Some fifteen years ago while engaged in writing the biography of Walter Reed, of yellow fever fame, I became conscious of the great need of an authoritative American medical biographic work, for ready reference, on the table of every doctor in the United States and in Canada. The older works of large scope were long out of date and were burdened with the incubus of a lot of living men, besides having hundreds of omissions, especially among our pioneers. Sidney Lee has truly said in his "Principles of Biography": "Death is a part of life and no man is fit subject for biography till he is dead. Living men have been made themes of biography. But the choice defies the cardinal condition of completeness." I therefore set to work to fill in the gaps and to bring the biographies of the dead down through the year 1910, in a two-volume work, with introductory chapters on the histories of several of the specialties, and including a number of portraits. This book, containing 1184 biographies, was published in 1912 under the title "Cyclopedia of American Medical Biography." It is my fond hope that that work, in spite of its obvious defects, always will retain a certain value on account of the outline histories of the specialties, as well as its original biographies contributed by many collaborators throughout the country.

Dr. Walter L. Burrage and I have worked for several years to produce the present volume, deleting from the former book 51 biographies not coming up to our standard, replacing with new biographies 62 others, revising and correcting from original sources nearly all, and adding 815 new ones, besides those that have replaced the old ones. Thus our book contains 1948 biographies and is carried through the year 1918. In addition there are about 80 references to individuals mentioned biographically in the main biographies. We offer, therefore, a new work which we venture to hope will become a worthy companion to Fielding H. Garrison's splendid "History of Medicine," furnishing succinct memoranda of every medical worthy of our own country and Canada over a period of more than three hundred years—a vade mecum for every physician who feels an interest in the past history of his profession. A cyclopedia of this sort becomes a North American "Who's Who" of our medical predecessors, and serves at once to identify, and to give at least the outline facts in the life of, any eminent departed worthy. Even a cursory glance at this long list of the illustrious dead ought to inspire us who are left to pass along the torch, to greater zeal in our daily tasks.

Required work
(A) Answer these questions from the preface, one line each:
(i) How many biographies did the book published in 1912 contain?
(ii) How many new biographies were added in the present volume?
(iii) Through which year is the present book carried?
(B) For each statement, say yes or no according to the preface, and quote the words that decide it:
(i) The book published in 1912 was a three-volume work.
(ii) The present volume has about 80 references to individuals mentioned biographically in the main biographies.
(iii) Sixty-two biographies were deleted from the former book.
(C) Carry on writing the preface to the medical biography cyclopedia, beginning after its last sentence.
The rows that come next have no connection to the preface.

Record extracts
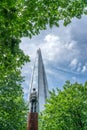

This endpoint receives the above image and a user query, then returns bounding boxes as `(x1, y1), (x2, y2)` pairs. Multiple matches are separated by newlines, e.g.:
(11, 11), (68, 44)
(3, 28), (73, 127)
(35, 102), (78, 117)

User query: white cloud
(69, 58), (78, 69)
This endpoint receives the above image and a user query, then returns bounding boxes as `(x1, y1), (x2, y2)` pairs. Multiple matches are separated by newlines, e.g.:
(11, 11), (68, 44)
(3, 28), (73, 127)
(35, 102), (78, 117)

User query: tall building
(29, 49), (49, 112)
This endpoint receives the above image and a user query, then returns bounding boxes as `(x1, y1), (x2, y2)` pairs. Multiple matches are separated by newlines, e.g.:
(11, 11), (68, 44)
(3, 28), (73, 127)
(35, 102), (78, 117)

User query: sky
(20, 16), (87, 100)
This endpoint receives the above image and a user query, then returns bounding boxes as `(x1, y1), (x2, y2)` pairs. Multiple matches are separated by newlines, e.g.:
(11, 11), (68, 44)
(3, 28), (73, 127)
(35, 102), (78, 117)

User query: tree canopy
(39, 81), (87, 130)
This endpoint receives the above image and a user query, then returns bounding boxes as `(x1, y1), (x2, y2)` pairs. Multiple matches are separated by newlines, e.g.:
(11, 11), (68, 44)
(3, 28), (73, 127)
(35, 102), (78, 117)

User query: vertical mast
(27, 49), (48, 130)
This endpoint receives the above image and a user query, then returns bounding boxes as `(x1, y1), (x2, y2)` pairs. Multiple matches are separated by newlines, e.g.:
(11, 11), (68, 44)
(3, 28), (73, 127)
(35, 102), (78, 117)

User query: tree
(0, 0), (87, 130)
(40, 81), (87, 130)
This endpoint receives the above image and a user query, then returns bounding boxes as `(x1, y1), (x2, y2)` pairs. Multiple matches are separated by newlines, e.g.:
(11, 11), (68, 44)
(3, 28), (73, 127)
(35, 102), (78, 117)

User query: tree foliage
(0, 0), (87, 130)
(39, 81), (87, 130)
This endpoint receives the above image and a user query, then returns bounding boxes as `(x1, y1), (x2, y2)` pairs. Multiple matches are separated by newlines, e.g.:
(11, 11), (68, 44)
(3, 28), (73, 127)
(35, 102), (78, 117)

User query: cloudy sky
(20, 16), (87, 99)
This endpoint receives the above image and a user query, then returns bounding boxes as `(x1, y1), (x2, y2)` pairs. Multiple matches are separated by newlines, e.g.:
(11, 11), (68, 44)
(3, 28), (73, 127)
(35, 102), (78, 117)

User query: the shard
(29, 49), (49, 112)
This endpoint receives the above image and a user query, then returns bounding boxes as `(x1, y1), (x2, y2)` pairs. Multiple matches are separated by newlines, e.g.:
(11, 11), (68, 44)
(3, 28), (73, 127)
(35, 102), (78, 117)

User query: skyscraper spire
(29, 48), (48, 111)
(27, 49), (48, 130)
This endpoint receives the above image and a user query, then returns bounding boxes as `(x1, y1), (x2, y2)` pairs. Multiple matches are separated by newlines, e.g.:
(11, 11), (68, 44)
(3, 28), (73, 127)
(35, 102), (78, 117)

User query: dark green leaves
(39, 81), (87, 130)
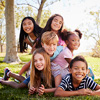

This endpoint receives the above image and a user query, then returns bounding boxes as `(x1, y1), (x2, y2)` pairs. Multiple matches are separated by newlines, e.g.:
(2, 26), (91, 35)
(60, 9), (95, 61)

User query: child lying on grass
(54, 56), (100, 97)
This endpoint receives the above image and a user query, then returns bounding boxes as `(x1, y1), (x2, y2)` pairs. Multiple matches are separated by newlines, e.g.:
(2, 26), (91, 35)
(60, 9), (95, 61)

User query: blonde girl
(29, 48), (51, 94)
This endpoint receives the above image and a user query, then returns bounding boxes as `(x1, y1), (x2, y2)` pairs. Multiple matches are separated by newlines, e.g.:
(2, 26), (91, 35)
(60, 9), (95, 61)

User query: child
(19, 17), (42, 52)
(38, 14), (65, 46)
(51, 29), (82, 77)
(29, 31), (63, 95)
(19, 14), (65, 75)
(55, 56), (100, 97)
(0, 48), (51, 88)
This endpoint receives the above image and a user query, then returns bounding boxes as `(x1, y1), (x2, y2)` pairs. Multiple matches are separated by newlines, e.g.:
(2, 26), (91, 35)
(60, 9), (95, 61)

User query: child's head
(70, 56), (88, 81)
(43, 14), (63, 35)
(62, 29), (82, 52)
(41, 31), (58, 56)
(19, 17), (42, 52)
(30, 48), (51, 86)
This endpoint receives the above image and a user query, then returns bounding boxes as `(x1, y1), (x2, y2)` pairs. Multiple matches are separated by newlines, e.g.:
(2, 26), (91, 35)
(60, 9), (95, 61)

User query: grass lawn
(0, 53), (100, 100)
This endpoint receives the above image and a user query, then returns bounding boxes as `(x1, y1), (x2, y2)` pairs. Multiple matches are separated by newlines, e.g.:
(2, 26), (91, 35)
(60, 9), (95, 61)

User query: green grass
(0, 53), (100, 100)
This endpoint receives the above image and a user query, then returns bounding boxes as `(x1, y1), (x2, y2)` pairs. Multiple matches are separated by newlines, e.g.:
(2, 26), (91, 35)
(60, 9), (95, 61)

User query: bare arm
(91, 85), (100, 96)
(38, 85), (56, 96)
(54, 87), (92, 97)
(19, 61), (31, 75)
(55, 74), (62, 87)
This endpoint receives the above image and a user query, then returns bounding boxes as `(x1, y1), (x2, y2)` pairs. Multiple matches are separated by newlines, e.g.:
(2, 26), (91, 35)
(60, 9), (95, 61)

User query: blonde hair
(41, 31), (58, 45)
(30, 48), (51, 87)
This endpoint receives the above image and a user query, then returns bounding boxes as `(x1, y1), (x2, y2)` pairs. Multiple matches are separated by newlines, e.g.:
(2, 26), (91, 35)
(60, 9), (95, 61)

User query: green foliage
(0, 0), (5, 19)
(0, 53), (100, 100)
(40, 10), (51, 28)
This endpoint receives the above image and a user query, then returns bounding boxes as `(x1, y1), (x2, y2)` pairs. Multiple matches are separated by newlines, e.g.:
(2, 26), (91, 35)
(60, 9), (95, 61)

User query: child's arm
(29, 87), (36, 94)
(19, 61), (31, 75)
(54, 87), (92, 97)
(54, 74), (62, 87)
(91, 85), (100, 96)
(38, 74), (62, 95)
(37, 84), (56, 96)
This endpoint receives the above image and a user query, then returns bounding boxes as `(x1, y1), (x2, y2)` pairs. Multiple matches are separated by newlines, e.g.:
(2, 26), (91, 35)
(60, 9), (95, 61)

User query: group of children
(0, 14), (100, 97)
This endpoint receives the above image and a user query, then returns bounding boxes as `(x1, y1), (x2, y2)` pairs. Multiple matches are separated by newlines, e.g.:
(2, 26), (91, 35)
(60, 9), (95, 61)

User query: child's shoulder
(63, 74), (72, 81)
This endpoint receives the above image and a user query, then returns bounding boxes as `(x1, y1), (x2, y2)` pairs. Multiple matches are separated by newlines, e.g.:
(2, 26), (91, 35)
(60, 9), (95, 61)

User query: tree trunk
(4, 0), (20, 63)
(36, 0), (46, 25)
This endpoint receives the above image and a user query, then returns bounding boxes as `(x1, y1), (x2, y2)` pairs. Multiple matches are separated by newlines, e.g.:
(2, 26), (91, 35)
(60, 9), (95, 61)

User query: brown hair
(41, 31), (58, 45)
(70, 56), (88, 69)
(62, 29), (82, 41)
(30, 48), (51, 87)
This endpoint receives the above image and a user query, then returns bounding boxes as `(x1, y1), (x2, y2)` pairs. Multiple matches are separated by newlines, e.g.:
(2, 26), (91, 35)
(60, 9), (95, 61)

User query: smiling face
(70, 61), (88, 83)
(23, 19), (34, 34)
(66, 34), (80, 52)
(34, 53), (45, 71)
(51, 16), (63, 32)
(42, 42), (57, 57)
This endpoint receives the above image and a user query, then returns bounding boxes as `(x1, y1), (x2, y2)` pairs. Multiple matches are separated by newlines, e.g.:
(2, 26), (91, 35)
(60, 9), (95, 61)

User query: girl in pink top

* * *

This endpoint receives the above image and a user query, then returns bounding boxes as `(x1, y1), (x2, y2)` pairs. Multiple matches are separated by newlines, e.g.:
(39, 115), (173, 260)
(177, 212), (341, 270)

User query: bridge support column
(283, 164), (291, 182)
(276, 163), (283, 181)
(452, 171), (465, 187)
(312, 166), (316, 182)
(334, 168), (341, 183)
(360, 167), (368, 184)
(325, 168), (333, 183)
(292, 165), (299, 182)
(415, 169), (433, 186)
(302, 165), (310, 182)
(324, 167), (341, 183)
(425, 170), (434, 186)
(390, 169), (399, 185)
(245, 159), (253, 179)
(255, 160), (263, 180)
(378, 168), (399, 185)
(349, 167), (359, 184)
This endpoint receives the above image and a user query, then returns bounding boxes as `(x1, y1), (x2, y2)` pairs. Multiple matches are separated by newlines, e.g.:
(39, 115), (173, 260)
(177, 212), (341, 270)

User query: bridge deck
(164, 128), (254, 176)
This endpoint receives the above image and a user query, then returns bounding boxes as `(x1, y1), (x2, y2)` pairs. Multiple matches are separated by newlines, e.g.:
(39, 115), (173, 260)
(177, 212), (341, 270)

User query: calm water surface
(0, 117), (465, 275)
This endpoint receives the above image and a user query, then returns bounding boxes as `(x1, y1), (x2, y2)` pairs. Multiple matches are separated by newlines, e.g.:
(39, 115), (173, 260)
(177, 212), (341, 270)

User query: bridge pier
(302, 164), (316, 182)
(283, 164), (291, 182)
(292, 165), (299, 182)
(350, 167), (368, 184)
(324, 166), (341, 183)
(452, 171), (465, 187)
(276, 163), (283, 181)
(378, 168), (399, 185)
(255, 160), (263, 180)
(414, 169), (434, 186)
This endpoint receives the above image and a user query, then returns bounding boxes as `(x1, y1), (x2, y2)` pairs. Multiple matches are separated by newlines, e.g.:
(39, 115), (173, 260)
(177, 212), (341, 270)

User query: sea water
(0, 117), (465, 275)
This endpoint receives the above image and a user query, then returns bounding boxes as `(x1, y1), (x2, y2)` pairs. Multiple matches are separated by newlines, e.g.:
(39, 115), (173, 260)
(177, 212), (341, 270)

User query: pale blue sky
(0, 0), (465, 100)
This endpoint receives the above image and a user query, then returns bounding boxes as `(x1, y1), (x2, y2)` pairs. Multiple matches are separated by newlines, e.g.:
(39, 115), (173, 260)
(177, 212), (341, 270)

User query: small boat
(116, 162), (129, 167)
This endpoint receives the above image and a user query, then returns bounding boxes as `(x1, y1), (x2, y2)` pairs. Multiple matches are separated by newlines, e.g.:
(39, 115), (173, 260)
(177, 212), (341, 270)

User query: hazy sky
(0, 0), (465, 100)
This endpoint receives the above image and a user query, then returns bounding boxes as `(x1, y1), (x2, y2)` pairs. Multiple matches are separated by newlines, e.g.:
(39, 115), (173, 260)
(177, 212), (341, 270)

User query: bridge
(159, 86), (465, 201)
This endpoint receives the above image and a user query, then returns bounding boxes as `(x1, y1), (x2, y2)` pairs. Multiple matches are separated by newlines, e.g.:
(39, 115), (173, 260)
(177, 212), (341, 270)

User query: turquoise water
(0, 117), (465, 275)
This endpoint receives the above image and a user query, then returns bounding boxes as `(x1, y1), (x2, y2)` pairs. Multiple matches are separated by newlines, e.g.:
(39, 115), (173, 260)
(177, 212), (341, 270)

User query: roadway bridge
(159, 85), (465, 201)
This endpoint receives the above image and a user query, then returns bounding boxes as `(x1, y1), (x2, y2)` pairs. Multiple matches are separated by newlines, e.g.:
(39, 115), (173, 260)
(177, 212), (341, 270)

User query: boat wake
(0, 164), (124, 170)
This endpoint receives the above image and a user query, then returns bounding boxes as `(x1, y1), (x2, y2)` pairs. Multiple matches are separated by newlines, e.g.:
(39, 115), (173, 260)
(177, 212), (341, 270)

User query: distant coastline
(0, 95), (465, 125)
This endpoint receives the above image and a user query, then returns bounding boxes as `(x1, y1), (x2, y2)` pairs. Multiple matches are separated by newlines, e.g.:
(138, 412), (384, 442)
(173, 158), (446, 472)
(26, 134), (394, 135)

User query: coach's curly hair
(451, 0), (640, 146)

* * *

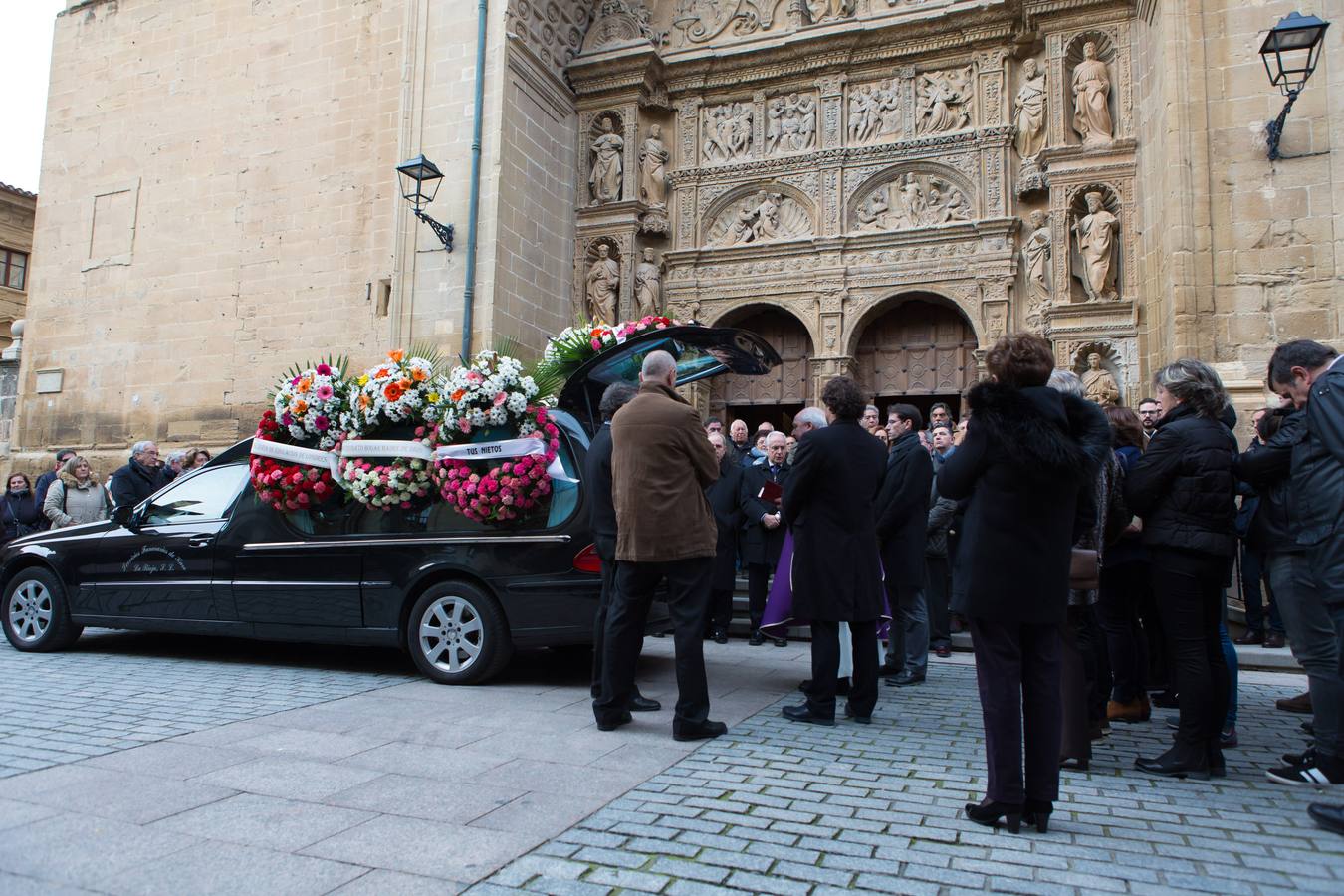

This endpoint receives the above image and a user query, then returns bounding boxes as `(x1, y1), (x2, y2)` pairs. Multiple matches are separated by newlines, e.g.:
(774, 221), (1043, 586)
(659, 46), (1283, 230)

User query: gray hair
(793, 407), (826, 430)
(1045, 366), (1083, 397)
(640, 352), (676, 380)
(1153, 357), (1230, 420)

Responses by task
(A)
(i) 1184
(ii) 815
(iii) 1918

(B)
(i) No: "in a two-volume work"
(ii) Yes: "In addition there are about 80 references to individuals mentioned biographically in the main biographies."
(iii) No: "deleting from the former book 51 biographies not coming up to our standard"

(C)
We have labored these several years, in almost daily communication. Our principle of selection has been to include every man who has in any way contributed to the advancement of medicine in the United States or in Canada, or who, being a physician, has become illustrious in some other field of general science or in literature. Ministering to suffering humanity through an extensive practice has seemed to us not to distinguish a physician from his fellows sufficiently for inclusion. In estimating worthiness among the pioneers we have been somewhat more liberal, and we have deemed worthiness to include eminence in writing and teaching, as well as in inventing, investigating, founding institutions, promoting social welfare, fostering state health interests, or holding important political offices. We have included eminent homeopathic as well as eclectic physicians who have done original work, and our eminent medical women are well represented.

My own special interest has been in collecting facts about those who cultivated the natural sciences—botany, chemistry, zoology or geology.

In our list of over nineteen hundred names are stars of the first, second and third magnitude. About the first and second there has been no doubt, but about the third the question often arose: "Is he worthy, or is he not?" We did our best with the data available, and cultivated a catholicity of judgment that broadened as the work progressed.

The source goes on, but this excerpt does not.